▸ À faire
a. Dans la citation que rapporte le texte sur l'école maternelle, relevez toutes les choses que l'adulte n'a pas le droit de faire à l'enfant.
b. D'après le texte sur l'école maternelle, les affirmations suivantes sont-elles exactes ? Répondez par oui ou par non et citez chaque fois les mots décisifs du texte. (i) Les spectacles de marionnettes font leur apparition dans les écoles maternelles à la fin du 19e siècle. (ii) Les pédopsychiatres avaient reconnu ce support pédagogique avant son arrivée dans les écoles. (iii) La série de protège-cahiers comptait douze pièces.
c. Recopiez mot pour mot le passage du texte sur l'école maternelle qui commence par "qui emporte les" et se poursuit jusqu'à "des maîtresses.".

▸ Source
"""
La lecture de contes, les scènettes et les représentations ne
sont pas non plus à bannir :
« Il veut jouer, je dis qu’il doit jouer. Il veut rire, donc son rire doit
s’élever clair et joyeux. Il veut faire quelque chose, n’importe quoi. Si ce
n’importe quoi n’est pas contraire ni à la santé ni au bien-être de son voisin,
de son camarade, dans le cas où on l’a transformé en écolier, laissez-le faire.
Vous n’avez pas le droit de le tenir courbé sur son livre ; vous n’avez
pas le droit de l’empêcher de respirer, de l’empêcher de se tenir comme il
l’entend pour l’obliger à appliquer ses petits doigts malhabiles à tracer des
lignes sur une feuille de papier, pour faire une belle page d’écriture. Je vous
refuse absolument le droit de faire couler ses larmes parce qu’il est incapable
d’attention et qu’il ne s’attache pas aux belles choses qu’on lui raconte sur
la morale ou l’histoire, alors qu’un conte bleu ferait bien mieux son affaire.
La force primerait-elle donc encore le droit ? ». Du
reste, en cette fin de 19e siècle, les spectacles de marionnettes ou
d’ombres chinoises vont faire leur apparition dans les écoles maternelles à la
suite des lanternes magiques, bien avant que l’utilisation de ce support
pédagogique ne soit reconnu par les pédopsychiatres (2).
Dans ses essais, Jeanne
Girard attire l’attention des maîtresses débutantes sur « la jolie vaillante de l’Ecole maternelle « à la française »
qui emporte les adhésions et fera naître dans l’esprit des lectrices
l’intention de les adopter, de se les assimiler », et leur donne des
pistes pédagogiques marquées au coin d’une ferme raison et d’une sage
expérience. Pour elle, l’éducation de la première enfance passe par l’éducation
des maîtresses.
Concluons avec cette
dernière pensée de Jeanne Girard, dans une de ses publications du début du 20e
siècle, conseil qui aurait pu s’adresser à nos chaînes d’information en continu
contemporaines : « Enfin, pour
éveiller leur pitié, ne leur racontez pas des histoires banales, sottes ;
n’éveillez pas en eux les émotions faciles, afin que, plus tard, ils soient
moins accessibles à l’effet des romans larmoyants, afin qu’ils aient horreurs
de ces refrains, de ces dictons ou formules populaires, dont la bêtise va
jusqu’à l’odieux. Tout cela sera de la bonne éducation sociale, de l’éducation
démocratique. » A bon
entendeur…
Guignol
à l’école
Les
illustrations de Georges Dascher
Dans l’esprit des nouvelles
méthodes pédagogiques naissantes fut éditée une série de 16 protège-cahiers issus
de planches intitulées « Encyclopédie enfantine recommandée pour les
écoles » dont l’illustration fut confiée à Georges Dascher, bien sûr.
"""
Éléments d'un jeu de données:
"""
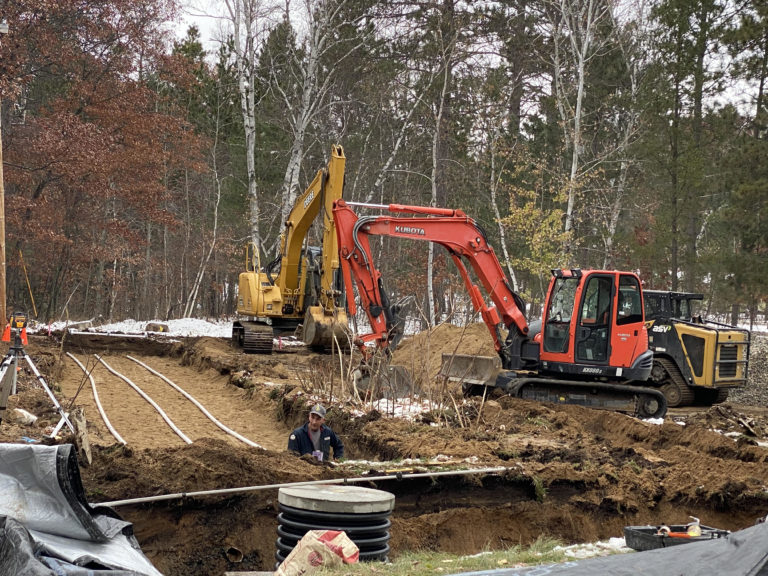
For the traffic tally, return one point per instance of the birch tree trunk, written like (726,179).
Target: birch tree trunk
(195,288)
(248,19)
(317,76)
(577,20)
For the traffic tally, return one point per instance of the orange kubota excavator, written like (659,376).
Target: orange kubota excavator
(592,350)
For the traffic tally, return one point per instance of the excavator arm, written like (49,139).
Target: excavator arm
(298,287)
(524,372)
(460,235)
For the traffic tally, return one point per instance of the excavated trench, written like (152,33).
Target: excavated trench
(574,474)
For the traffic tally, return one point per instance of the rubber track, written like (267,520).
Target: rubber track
(687,396)
(258,341)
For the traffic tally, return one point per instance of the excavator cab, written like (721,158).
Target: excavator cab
(593,324)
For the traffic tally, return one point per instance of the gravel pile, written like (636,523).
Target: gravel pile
(755,393)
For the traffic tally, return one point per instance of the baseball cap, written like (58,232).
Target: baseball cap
(318,409)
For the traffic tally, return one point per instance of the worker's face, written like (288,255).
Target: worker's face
(315,422)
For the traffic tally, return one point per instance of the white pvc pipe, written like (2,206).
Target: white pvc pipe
(200,406)
(98,402)
(397,476)
(42,382)
(148,399)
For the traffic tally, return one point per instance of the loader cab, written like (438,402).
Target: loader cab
(661,304)
(593,323)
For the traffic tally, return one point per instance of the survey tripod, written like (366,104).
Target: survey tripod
(16,333)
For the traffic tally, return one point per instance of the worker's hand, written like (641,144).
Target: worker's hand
(311,459)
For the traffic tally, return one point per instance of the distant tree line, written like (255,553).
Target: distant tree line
(579,133)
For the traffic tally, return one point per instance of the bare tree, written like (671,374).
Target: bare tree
(250,20)
(573,27)
(317,71)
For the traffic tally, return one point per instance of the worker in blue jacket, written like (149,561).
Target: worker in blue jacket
(316,438)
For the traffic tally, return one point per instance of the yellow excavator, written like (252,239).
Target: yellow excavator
(299,291)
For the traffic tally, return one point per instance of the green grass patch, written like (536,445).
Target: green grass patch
(542,551)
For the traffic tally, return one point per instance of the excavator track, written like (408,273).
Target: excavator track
(638,401)
(252,337)
(673,386)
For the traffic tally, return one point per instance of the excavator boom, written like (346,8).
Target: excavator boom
(298,288)
(585,358)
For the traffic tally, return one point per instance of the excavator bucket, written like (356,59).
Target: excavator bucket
(321,329)
(470,370)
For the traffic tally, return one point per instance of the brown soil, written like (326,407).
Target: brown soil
(572,473)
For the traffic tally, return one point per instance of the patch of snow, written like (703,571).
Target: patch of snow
(658,421)
(601,548)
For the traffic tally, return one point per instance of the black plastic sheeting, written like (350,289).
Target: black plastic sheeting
(47,528)
(742,553)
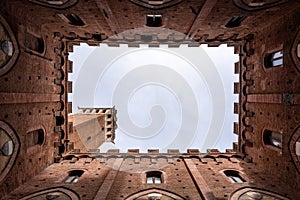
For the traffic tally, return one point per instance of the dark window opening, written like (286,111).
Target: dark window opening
(273,59)
(154,20)
(234,176)
(235,21)
(55,2)
(74,176)
(7,148)
(34,43)
(154,177)
(74,20)
(35,137)
(155,2)
(7,47)
(60,120)
(272,138)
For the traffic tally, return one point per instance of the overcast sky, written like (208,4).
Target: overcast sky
(166,98)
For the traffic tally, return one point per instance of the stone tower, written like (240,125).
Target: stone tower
(38,159)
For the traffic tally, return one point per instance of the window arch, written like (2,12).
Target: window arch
(74,176)
(154,20)
(274,59)
(9,50)
(35,137)
(234,176)
(72,19)
(272,138)
(9,149)
(154,177)
(254,194)
(53,193)
(154,194)
(34,43)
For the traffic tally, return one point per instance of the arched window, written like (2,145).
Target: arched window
(154,20)
(7,47)
(234,176)
(235,21)
(34,43)
(154,177)
(74,176)
(72,19)
(272,138)
(35,137)
(7,148)
(274,59)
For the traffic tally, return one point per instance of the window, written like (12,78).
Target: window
(274,59)
(272,138)
(7,47)
(235,21)
(7,148)
(74,176)
(59,120)
(297,148)
(34,43)
(35,137)
(154,177)
(154,20)
(155,2)
(55,2)
(234,176)
(72,19)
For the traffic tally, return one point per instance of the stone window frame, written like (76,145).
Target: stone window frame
(153,190)
(153,174)
(35,148)
(234,173)
(74,178)
(271,58)
(10,64)
(32,51)
(269,142)
(11,133)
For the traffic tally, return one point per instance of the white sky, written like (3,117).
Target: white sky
(166,98)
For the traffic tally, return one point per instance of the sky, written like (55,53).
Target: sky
(166,98)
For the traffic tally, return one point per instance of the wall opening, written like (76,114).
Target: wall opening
(271,138)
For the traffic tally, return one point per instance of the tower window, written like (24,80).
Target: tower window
(35,137)
(55,2)
(154,20)
(274,59)
(7,47)
(74,176)
(73,19)
(59,120)
(34,43)
(272,138)
(154,177)
(234,176)
(235,21)
(7,148)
"""
▸ Réponses
a.
- le tenir courbé sur son livre
- l'empêcher de respirer
- l'empêcher de se tenir comme il l'entend pour l'obliger à tracer des lignes sur une feuille de papier
- faire couler ses larmes parce qu'il est incapable d'attention et ne s'attache pas aux belles choses qu'on lui raconte sur la morale ou l'histoire

b.
(i) Oui : « en cette fin de 19e siècle, les spectacles de marionnettes ou d’ombres chinoises vont faire leur apparition dans les écoles maternelles ».
(ii) Non : « bien avant que l’utilisation de ce support pédagogique ne soit reconnu par les pédopsychiatres ».
(iii) Non : « une série de 16 protège-cahiers ».

c.
qui emporte les adhésions et fera naître dans l’esprit des lectrices
l’intention de les adopter, de se les assimiler », et leur donne des
pistes pédagogiques marquées au coin d’une ferme raison et d’une sage
expérience. Pour elle, l’éducation de la première enfance passe par l’éducation
des maîtresses.